» WHAT YOU SHOULD DO: For this task, extract exactly the lines of the data below, from the line containing "Point to the turkish" through the last one, with pictures left out.

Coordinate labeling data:

####

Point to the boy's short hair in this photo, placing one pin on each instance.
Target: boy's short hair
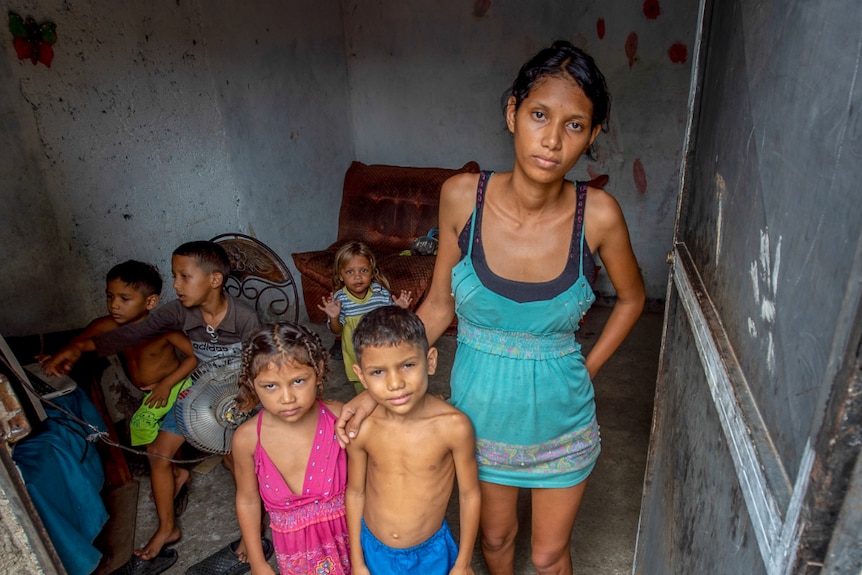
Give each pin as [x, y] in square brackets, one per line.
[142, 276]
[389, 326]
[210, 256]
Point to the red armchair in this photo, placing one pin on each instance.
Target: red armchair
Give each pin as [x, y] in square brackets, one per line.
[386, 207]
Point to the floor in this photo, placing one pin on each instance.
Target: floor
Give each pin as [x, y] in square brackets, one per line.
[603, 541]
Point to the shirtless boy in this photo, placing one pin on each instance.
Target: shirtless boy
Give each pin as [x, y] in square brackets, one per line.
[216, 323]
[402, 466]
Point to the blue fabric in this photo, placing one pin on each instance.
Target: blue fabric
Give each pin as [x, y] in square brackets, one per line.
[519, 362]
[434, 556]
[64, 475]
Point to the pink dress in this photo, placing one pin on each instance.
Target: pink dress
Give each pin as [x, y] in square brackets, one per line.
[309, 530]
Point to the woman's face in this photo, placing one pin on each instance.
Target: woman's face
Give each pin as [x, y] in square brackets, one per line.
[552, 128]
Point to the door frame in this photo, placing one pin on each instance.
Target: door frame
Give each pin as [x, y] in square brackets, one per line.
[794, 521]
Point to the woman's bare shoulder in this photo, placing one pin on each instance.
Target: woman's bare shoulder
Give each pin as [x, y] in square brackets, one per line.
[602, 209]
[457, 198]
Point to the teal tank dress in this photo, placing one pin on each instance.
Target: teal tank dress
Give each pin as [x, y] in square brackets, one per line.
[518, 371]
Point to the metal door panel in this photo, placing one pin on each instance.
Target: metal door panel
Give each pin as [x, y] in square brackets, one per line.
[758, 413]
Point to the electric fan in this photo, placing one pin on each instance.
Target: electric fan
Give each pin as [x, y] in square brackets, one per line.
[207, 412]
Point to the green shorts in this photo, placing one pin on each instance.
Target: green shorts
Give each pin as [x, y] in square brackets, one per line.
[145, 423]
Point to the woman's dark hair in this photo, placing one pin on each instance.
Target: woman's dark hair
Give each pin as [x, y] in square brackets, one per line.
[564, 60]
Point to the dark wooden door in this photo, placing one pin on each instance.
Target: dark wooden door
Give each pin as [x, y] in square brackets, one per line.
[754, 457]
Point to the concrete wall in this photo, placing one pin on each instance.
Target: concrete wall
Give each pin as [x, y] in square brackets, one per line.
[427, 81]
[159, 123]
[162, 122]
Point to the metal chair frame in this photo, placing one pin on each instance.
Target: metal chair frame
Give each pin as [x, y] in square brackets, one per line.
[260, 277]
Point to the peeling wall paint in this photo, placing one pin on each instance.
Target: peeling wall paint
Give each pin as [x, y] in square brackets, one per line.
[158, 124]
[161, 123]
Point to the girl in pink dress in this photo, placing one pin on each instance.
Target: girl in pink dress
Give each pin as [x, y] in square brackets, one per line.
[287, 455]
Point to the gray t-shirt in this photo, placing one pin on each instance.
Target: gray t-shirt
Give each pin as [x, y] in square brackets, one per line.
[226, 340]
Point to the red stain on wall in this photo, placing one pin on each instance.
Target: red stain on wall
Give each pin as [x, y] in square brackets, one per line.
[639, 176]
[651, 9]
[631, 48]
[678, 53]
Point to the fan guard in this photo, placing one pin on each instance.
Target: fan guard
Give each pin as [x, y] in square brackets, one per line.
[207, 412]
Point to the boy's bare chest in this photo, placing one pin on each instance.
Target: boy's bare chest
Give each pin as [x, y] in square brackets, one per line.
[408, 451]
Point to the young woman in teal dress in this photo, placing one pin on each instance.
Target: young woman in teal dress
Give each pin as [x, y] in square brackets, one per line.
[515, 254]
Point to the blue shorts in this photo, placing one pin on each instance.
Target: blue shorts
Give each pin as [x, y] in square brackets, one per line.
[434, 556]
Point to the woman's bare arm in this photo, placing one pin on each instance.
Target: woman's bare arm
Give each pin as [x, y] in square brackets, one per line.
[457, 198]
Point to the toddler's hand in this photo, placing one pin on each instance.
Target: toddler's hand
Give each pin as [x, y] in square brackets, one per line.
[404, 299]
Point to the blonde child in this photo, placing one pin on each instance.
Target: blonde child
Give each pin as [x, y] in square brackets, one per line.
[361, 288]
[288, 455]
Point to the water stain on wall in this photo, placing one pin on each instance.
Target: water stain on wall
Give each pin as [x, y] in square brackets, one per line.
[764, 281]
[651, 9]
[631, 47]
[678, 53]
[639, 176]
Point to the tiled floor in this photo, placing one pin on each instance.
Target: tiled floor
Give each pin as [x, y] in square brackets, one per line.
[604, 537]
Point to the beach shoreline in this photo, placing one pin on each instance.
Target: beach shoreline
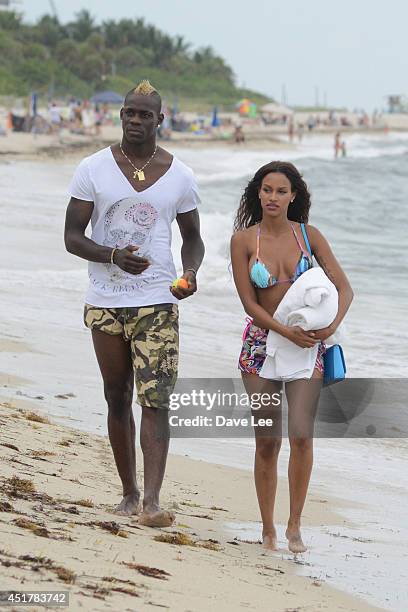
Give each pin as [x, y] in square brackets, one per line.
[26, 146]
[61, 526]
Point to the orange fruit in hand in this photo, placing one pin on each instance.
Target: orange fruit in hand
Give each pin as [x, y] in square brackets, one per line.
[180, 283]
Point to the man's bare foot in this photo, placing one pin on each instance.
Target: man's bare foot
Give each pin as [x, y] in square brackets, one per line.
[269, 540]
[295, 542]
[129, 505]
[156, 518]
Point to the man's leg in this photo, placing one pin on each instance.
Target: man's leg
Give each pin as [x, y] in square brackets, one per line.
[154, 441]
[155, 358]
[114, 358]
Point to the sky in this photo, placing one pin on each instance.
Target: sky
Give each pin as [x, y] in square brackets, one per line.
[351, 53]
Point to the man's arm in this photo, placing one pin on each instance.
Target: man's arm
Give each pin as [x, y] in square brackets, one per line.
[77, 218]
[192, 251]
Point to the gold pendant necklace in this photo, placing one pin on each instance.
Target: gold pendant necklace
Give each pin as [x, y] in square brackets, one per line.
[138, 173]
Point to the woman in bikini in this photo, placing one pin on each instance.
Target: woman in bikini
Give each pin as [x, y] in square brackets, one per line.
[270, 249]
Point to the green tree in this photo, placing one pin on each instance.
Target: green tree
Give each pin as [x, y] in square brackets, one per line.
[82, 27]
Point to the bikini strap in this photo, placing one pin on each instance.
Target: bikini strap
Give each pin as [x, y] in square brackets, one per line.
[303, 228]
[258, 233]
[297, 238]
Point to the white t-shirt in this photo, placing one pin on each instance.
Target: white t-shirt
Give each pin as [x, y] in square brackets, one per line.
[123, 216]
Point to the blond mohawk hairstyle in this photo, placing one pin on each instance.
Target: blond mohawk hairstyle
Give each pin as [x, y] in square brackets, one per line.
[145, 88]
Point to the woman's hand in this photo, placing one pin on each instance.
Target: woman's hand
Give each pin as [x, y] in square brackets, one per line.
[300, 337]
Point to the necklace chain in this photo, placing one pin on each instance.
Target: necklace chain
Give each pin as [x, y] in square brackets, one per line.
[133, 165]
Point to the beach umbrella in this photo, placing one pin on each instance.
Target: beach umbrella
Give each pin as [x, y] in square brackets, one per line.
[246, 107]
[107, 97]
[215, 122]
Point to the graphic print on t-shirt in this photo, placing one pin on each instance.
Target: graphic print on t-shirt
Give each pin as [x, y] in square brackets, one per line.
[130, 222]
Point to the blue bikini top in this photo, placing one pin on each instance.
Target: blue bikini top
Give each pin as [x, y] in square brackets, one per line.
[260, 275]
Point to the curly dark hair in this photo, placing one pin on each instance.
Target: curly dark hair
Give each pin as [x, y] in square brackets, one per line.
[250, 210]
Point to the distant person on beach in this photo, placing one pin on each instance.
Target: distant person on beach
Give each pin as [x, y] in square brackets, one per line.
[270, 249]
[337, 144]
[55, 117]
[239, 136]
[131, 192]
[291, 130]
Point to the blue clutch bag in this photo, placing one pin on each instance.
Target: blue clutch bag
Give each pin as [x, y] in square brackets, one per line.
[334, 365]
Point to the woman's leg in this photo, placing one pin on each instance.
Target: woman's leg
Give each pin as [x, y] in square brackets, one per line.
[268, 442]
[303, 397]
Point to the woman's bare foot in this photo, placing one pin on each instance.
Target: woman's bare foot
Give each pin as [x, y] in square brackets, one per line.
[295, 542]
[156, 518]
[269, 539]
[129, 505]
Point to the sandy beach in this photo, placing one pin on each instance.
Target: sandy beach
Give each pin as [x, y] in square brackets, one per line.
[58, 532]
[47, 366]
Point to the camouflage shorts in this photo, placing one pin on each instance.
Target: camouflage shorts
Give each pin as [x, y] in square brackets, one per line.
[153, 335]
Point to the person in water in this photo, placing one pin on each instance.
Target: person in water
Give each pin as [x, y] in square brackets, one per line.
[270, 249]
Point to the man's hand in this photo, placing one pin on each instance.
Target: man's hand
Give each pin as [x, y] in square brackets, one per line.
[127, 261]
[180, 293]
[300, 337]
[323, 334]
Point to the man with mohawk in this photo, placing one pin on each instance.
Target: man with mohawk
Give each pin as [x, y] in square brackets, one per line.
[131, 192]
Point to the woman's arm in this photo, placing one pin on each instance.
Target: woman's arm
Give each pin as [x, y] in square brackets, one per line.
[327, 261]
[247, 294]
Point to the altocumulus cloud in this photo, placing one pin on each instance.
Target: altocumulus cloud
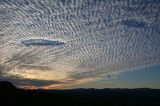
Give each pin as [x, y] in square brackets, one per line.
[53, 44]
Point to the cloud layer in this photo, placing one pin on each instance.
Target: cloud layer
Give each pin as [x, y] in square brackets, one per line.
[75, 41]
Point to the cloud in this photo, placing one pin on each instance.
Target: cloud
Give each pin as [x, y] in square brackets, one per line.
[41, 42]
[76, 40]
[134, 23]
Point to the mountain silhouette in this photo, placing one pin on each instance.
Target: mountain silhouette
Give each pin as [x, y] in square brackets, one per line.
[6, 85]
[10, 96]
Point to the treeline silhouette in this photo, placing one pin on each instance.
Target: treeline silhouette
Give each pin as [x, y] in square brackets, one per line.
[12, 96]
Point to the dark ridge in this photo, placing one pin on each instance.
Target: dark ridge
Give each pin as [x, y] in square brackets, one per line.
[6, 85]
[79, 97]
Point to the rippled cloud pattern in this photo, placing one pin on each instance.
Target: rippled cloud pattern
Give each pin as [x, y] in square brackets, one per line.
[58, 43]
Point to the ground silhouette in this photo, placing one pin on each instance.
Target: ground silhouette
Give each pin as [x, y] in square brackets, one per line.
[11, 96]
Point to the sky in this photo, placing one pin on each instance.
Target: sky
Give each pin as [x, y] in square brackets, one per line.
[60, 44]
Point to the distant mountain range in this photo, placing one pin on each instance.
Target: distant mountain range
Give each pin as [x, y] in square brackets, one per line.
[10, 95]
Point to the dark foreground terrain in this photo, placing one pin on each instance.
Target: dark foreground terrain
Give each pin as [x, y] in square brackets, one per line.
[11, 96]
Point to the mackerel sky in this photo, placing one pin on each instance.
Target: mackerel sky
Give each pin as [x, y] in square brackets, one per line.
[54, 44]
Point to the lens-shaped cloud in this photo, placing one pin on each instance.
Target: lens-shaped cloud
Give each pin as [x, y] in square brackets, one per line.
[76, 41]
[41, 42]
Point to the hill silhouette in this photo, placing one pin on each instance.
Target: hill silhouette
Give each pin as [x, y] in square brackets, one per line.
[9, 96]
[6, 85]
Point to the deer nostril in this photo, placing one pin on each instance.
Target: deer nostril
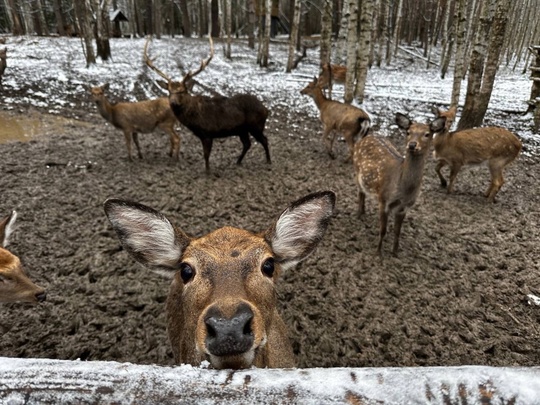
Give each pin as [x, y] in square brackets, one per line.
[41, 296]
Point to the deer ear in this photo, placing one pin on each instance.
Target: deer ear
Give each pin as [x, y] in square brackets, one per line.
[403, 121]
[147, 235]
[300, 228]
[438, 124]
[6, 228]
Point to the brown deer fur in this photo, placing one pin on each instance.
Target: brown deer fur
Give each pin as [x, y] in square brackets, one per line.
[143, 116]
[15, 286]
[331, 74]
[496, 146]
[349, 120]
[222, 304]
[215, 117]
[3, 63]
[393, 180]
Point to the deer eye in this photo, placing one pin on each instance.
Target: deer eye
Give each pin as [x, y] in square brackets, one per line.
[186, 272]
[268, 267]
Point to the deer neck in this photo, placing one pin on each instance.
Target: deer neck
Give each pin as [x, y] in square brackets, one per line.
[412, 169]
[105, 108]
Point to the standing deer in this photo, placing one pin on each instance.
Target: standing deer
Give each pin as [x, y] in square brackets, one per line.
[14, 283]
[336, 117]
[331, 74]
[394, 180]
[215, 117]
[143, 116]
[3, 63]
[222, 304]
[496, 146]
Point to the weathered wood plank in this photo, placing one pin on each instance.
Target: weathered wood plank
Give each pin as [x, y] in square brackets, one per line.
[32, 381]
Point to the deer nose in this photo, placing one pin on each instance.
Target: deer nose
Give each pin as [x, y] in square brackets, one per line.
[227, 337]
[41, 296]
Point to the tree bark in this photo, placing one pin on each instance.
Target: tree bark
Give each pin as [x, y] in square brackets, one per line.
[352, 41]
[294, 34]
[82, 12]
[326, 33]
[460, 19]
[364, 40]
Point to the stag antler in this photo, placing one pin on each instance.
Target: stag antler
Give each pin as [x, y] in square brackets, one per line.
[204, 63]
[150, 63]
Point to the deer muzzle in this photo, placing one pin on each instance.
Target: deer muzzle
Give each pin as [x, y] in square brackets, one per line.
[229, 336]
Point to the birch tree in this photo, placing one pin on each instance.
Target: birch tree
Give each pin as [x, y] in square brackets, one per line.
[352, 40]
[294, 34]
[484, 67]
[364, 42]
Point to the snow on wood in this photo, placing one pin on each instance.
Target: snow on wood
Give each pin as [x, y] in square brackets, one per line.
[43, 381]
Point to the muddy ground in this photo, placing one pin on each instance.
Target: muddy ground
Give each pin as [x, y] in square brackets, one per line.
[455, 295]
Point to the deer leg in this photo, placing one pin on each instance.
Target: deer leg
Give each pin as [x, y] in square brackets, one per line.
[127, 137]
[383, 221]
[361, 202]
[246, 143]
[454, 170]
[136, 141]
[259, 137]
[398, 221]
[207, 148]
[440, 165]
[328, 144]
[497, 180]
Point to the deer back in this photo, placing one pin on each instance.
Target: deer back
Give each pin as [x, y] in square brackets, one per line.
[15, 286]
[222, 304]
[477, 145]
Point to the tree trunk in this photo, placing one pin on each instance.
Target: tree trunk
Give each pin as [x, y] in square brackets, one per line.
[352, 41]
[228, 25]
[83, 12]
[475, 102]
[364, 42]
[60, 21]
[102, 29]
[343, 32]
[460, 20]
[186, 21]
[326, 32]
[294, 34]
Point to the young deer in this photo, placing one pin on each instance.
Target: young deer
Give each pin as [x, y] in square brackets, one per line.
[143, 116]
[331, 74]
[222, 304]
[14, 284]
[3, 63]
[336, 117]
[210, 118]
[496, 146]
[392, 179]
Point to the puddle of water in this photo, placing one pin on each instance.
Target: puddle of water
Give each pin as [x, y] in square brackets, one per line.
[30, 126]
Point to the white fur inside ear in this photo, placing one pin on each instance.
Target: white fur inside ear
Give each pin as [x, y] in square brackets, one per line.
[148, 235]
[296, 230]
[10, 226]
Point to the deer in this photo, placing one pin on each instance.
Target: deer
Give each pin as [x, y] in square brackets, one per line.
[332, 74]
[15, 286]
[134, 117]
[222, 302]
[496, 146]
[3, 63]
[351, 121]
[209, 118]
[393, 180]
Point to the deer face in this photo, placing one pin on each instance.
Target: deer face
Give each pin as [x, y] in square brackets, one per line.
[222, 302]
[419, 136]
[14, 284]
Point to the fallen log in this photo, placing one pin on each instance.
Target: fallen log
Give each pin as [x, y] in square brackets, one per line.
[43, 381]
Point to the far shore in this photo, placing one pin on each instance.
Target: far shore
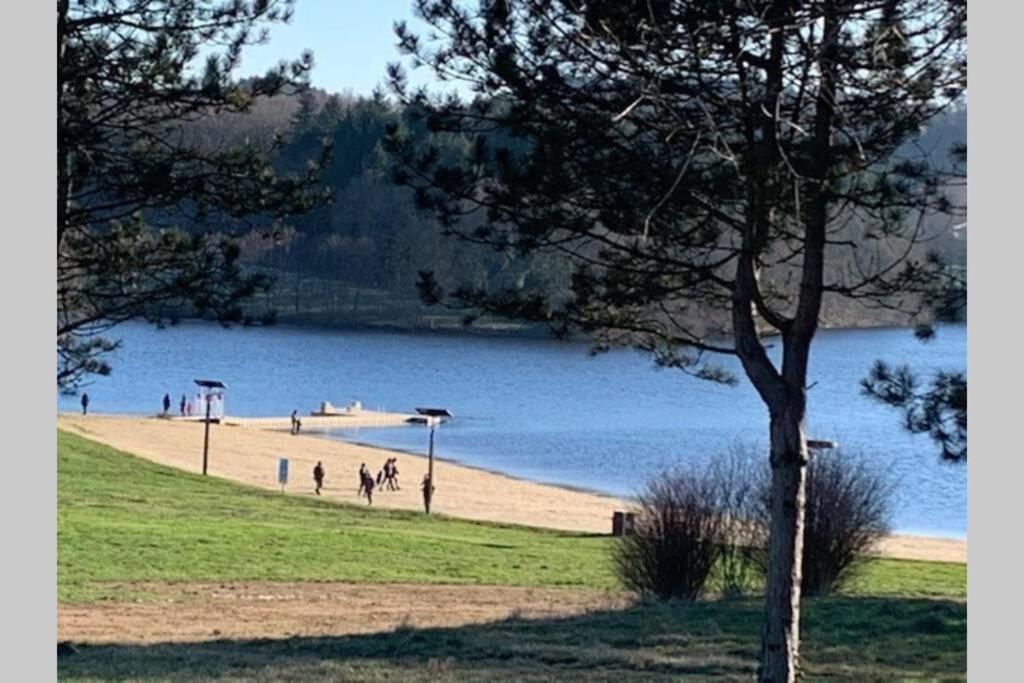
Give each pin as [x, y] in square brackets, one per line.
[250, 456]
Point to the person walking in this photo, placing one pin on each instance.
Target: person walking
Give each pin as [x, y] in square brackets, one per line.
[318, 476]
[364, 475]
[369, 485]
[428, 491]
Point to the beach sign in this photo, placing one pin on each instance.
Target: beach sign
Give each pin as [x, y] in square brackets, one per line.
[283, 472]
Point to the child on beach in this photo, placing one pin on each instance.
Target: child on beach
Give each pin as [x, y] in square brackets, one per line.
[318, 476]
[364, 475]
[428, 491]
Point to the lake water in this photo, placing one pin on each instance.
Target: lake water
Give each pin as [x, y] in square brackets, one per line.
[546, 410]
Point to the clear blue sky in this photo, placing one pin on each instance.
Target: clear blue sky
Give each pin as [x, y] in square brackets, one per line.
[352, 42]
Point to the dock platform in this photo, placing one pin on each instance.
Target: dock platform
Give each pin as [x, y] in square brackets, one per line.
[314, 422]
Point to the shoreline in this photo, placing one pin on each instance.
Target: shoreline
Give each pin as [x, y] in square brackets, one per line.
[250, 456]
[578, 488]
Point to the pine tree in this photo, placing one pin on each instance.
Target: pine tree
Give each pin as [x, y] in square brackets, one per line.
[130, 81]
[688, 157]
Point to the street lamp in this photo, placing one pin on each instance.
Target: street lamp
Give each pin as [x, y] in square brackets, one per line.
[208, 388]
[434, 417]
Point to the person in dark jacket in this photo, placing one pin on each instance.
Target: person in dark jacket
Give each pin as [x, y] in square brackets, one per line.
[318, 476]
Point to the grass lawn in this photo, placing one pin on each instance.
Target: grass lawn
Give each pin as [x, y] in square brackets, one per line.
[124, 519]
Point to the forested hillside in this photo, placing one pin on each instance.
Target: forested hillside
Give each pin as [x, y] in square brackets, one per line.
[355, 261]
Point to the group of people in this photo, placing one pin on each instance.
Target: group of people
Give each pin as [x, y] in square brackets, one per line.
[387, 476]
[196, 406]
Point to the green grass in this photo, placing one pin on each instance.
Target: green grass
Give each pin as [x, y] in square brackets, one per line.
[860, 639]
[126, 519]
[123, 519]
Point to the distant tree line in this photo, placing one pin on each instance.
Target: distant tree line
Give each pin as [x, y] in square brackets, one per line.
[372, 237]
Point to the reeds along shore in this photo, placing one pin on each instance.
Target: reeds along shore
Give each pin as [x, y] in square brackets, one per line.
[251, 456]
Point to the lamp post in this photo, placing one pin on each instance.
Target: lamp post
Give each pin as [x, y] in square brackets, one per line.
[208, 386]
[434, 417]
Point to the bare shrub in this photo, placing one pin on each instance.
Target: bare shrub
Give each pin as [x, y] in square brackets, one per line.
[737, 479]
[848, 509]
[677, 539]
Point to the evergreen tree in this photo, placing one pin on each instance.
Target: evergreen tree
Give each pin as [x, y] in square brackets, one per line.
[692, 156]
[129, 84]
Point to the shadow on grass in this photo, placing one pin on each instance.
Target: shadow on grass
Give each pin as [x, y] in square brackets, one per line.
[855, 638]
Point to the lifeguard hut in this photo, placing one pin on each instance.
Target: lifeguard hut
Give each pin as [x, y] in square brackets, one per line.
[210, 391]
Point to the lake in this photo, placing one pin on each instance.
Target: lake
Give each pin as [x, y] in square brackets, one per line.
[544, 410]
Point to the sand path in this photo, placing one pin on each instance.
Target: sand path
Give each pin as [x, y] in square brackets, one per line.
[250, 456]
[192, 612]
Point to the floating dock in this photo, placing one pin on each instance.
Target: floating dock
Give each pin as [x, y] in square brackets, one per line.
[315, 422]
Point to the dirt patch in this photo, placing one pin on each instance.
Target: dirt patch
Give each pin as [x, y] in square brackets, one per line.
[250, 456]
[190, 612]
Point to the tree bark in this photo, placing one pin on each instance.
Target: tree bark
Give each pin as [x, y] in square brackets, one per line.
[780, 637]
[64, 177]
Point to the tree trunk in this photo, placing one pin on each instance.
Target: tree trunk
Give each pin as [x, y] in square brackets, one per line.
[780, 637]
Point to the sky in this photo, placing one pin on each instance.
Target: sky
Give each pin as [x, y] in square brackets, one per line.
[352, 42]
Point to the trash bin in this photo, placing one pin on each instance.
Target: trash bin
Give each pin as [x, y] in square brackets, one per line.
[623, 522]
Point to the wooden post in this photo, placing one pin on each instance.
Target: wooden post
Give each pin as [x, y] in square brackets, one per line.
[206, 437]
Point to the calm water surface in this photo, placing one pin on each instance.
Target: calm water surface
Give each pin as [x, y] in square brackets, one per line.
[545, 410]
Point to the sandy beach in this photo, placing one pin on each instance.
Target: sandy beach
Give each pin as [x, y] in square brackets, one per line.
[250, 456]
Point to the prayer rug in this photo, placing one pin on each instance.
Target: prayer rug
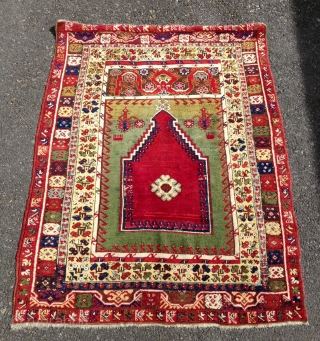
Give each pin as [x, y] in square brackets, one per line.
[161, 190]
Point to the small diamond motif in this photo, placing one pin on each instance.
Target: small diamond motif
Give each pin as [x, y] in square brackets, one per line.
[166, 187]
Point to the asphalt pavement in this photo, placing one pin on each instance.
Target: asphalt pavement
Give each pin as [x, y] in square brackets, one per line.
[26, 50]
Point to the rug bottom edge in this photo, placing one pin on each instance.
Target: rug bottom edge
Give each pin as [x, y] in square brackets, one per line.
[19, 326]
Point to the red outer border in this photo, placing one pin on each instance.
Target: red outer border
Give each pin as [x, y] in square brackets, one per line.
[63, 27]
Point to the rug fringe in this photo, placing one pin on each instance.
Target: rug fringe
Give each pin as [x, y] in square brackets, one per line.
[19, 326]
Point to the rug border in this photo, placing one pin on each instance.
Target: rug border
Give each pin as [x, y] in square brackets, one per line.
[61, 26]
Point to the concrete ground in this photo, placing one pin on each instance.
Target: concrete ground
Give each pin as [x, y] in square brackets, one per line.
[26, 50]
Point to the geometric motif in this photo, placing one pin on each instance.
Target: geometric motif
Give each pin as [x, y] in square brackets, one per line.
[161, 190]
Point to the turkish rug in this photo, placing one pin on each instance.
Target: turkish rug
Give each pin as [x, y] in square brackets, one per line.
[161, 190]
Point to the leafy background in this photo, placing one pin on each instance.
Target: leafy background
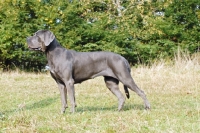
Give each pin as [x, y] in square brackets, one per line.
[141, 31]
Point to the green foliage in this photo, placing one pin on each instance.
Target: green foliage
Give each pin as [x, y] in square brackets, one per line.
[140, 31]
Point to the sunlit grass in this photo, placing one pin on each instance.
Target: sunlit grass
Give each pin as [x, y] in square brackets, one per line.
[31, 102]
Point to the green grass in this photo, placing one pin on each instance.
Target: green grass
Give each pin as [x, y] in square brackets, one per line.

####

» ANSWER TO THIS PROBLEM:
Point to the turkish rug in this photo, placing one pin on each instance.
Target: turkish rug
Give each pin as [x, y] in square brackets, one per line.
[161, 190]
Point to the leafy background in this photo, placing one pin on each instance.
Target: leafy background
Give each pin as [x, y] in square brackets, one per line.
[141, 31]
Point to the green foliage in this photo, placing one pin on each instance.
Target: green foliage
Give each pin as [x, y] in square brackets, one per line.
[140, 31]
Point to the sunlit grass in this photo, placing one pin on each instance.
Target: sunlit grass
Give each pin as [x, y] in square brackets, one per line.
[31, 102]
Point to the green grass in this photo, placing one pin on each instance.
Target: green grass
Give each pin as [x, y] in square brackets, one per line.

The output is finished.